Dataset entries:
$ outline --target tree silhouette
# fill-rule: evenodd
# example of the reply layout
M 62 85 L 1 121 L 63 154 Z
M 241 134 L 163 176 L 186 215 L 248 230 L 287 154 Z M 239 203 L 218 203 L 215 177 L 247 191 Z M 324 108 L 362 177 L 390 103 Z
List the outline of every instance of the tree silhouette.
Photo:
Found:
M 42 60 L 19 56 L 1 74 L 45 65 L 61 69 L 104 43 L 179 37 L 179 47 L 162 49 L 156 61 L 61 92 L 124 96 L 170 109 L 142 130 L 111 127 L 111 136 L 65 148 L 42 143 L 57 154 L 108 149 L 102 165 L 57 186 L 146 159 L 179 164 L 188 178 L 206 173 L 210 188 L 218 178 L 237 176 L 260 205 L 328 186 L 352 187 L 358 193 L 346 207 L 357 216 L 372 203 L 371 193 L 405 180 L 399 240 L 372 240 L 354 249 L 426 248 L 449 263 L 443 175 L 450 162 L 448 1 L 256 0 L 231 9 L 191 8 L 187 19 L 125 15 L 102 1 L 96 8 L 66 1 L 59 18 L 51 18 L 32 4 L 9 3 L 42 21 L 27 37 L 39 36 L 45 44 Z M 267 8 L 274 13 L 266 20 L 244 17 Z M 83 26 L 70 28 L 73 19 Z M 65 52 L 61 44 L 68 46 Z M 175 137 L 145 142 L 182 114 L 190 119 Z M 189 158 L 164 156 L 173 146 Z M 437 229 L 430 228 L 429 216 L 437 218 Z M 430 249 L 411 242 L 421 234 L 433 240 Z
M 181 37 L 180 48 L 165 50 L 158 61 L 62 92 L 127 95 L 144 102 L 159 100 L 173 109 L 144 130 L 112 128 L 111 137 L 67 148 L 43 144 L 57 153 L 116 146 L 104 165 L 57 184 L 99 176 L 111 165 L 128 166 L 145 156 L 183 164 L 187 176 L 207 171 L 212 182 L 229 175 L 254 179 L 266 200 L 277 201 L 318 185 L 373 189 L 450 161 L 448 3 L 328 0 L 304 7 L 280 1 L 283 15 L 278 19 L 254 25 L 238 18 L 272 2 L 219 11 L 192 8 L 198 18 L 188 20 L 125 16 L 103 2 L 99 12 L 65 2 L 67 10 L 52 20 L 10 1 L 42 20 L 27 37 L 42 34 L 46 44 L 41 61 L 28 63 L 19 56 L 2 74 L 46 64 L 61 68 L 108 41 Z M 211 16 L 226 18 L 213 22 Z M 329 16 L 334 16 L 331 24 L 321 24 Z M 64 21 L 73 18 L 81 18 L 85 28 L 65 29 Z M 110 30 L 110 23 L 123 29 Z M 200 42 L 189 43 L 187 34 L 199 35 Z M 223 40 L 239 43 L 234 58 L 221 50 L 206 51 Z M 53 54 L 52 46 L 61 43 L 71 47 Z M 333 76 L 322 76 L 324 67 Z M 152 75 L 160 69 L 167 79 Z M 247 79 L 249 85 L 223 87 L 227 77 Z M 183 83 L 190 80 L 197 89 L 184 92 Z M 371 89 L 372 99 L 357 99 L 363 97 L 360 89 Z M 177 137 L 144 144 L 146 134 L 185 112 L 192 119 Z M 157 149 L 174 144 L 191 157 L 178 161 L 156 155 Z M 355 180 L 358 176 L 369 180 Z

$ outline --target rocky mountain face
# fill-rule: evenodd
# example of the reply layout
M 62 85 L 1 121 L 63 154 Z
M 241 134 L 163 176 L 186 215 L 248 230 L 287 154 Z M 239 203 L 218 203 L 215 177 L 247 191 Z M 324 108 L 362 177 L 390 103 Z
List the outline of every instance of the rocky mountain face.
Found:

**How to complete this task:**
Starting with the line that contains "List the outline of every instance of the rocky", restate every line up to and including the last one above, exactly.

**The completed task:**
List the outline of every instance of the rocky mountain face.
Found:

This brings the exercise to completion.